● ARTICOLO
....

La forza della Guinea: L’isola sotto il mare.



  

L'isola sotto il mare

di Isabel Allende
Feltrinelli, 2009 
           
€ 19,50





Balla Tetè, Zaritè Sedella, al ritmo incontenibile dei tamburi ardenti , trascinata dalla musica che è vento distruttore di paure nell’attimo di danza in cui muove le sue morbide natiche; scuote la terra scura : tamburi, più in basso, tamburi, le gambe  leggere, ancora tamburi: l’isola sotto il mare.
1770, Saint- Domingue (oggi Haiti), piantagione di Saint Lazare:una schiava si racconta senza rabbia ma con sdegno , tra ribellioni, abusi , violenze, sudore e zanzare ,zucchero e rum fatto di zucchero e zucchero aggravante dei fianchi pomposi delle donne  Grand blanc ; e ancora canneti infiniti come labirinti infuocati di gente che gente non è .

....

● ELENCO
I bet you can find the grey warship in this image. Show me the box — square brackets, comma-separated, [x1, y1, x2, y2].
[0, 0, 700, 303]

....

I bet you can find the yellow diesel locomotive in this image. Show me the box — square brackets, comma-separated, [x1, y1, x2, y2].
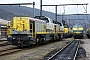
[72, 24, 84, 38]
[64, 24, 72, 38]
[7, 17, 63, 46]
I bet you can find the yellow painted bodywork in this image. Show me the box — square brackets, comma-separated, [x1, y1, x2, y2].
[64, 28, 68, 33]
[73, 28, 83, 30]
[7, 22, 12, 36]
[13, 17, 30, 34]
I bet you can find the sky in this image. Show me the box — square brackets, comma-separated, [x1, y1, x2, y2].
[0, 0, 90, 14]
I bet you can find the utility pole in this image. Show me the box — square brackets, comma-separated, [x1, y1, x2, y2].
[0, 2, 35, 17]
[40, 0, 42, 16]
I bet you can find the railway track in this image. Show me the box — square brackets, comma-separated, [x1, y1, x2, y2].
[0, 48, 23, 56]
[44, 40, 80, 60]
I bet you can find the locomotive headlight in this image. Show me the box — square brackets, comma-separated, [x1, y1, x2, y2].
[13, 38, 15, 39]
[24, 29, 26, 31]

....

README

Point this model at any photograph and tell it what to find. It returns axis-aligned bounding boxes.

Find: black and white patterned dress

....

● ISTRUZIONI
1: Elenca i dati del libro riportati nell'articolo: titolo, autrice, editore, anno e prezzo.
2: In quale piantagione si racconta la schiava, secondo l'articolo?
3: Prosegui l'articolo su «L'isola sotto il mare» dopo la sua ultima frase.

● RISULTATI ATTESI
1: L'isola sotto il mare; Isabel Allende; Feltrinelli; 2009; € 19,50

2: Nella piantagione di Saint Lazare, a Saint-Domingue (oggi Haiti).

3:
"Aspetta, Tété. Vediamo se ci aiuti a risolvere un dubbio. Il dottor Parmentier sostiene che i neri siano umani quanto i bianchi e io dico il contrario. Tu che ne pensi?”  le domandò Valmorain(…).Lei rimase muta, con gli occhi rivolti a terra e le mani giunte.
“Forza, Teté, rispondi senza timore. Sto aspettando …”
“Il padrone ha sempre ragione” mormorò lei in conclusione.
“In altre parole, pensi che i neri non siano completamente umani …”
 “Un essere che non è umano non ha opinioni, padrone.”
La giustezza del padrone è la giustezza dell’uomo bianco, non  lo si può guardare negli occhi ma si può essere carne per le sue voglie; Valmorain credeva di esser un uomo benevolo con i suoi schiavi, non li mandava di notte tra i canneti a lasciare che li sbranassero i cani, aboliva la responsabilità con la negazione dell’atto, affidava i comandi a Prosper Cambray, l’insaziabile guardiano di schiavi.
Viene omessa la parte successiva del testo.